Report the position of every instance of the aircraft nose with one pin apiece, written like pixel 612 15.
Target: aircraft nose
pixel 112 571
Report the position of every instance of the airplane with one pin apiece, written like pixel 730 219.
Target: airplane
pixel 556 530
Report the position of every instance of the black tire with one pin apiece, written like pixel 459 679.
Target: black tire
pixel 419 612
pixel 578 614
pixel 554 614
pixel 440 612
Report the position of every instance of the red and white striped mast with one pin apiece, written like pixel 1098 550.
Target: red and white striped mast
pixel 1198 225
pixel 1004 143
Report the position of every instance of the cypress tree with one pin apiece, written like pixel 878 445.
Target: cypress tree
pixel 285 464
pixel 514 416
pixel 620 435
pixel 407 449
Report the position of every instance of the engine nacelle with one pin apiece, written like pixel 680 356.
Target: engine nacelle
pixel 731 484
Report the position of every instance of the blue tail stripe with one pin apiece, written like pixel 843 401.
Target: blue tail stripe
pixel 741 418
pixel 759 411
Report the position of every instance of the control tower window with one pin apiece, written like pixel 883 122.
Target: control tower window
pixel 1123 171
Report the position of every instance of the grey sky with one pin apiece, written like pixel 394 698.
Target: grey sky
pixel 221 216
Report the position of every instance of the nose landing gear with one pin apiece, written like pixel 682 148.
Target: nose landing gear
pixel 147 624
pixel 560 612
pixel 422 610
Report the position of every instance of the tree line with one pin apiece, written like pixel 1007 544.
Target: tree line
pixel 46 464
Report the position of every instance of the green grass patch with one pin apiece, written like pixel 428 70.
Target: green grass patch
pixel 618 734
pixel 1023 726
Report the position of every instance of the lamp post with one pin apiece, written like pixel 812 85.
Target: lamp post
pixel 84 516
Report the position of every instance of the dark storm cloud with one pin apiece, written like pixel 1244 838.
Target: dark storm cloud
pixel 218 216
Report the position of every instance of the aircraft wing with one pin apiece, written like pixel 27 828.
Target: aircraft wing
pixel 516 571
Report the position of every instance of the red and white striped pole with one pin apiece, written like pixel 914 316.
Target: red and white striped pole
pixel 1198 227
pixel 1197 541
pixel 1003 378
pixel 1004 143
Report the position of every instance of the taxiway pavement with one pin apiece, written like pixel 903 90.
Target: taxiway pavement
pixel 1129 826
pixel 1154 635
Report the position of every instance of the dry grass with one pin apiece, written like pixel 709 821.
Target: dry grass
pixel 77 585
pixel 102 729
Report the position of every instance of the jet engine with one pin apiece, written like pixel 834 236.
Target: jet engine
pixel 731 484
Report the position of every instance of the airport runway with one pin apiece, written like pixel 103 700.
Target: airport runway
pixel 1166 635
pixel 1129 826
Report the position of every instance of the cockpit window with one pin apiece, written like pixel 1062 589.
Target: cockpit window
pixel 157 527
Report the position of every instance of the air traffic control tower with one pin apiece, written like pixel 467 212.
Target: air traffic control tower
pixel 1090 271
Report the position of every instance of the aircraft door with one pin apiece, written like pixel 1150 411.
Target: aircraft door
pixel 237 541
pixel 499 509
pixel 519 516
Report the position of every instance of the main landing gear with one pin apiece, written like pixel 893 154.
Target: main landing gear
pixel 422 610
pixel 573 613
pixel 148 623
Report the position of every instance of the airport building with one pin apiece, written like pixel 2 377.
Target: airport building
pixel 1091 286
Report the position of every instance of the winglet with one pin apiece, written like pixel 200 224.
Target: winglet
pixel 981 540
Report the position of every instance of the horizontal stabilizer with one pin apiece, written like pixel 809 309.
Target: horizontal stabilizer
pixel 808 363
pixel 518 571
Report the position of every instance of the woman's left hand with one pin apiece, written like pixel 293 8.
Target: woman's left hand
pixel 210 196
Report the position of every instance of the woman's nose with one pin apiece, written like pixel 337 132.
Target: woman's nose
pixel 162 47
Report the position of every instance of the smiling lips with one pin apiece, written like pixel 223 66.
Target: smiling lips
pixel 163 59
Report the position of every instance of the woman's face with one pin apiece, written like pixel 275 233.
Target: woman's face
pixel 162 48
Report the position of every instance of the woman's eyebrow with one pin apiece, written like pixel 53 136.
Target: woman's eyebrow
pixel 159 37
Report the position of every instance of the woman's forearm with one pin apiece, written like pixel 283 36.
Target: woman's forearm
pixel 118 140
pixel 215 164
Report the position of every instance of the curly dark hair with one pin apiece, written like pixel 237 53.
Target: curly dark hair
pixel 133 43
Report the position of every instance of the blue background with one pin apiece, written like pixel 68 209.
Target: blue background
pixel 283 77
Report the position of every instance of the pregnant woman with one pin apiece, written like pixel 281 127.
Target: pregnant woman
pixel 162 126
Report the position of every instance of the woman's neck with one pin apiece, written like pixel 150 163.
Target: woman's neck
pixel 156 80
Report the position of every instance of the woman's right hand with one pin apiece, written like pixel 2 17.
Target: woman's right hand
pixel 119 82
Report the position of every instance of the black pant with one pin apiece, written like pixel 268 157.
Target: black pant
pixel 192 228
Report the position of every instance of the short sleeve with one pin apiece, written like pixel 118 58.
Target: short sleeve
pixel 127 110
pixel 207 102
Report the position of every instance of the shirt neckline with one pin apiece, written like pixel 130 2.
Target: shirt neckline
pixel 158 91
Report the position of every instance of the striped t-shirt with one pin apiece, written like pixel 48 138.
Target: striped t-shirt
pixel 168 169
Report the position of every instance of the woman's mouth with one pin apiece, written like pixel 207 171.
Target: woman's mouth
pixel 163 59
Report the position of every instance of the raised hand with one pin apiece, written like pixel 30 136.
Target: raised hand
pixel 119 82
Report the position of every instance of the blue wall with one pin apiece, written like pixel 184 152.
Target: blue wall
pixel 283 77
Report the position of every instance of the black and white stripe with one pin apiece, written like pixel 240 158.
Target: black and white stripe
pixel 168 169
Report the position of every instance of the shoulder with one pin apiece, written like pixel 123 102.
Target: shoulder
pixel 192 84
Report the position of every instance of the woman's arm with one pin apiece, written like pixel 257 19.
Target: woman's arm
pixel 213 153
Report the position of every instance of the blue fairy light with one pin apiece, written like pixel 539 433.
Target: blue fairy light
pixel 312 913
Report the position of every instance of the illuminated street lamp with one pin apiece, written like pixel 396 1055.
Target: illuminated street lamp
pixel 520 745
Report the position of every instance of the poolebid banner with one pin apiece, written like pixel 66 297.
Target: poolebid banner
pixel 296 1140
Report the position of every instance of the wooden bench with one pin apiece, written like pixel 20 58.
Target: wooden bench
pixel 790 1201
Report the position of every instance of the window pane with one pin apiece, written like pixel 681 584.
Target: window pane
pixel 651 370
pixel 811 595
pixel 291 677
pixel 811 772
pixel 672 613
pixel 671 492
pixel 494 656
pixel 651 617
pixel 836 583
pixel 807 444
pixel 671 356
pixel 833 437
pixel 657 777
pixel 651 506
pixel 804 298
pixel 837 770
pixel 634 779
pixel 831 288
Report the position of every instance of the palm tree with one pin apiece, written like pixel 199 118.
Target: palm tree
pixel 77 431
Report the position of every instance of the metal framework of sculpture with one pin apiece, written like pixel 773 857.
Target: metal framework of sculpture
○ ○ ○ ○
WORK TO DO :: Can you copy everything in the data from the line containing "Report the position of every instance of the woman's eyebrow" down to the line containing "pixel 207 102", both lines included, without changing a character?

RESULT OF THE TASK ::
Report the position of every instance of the woman's eyebrow with one pin apiece, written like pixel 53 136.
Target: woman's eyebrow
pixel 159 37
Report the position of every instance of the woman's forearm with one pin apiece, written like pixel 283 36.
Target: woman's forearm
pixel 118 140
pixel 215 164
Report the position of every instance of the curly dark hair with one pin apiece, written like pixel 237 53.
Target: curly dark hair
pixel 133 43
Report the position of every instance of the blue background with one pin apiece, written like pixel 68 209.
Target: blue background
pixel 283 77
Report the position of every instance of the pregnant woman with one pin apiece, written like pixel 281 127.
Target: pregnant woman
pixel 162 126
Report the position of every instance of the woman's neck with one pin apiece, written like pixel 150 163.
Target: woman's neck
pixel 156 80
Report the position of every instance of the woman's right hand with one pin apiece, written like pixel 2 17.
Target: woman's right hand
pixel 119 82
Report the position of every instance of the black pant with one pin apiece, written like pixel 268 157.
Target: black pant
pixel 192 228
Report the position of every instance of the short sleeve with one pin apiece, written like pixel 118 58.
Target: short sleeve
pixel 127 110
pixel 207 102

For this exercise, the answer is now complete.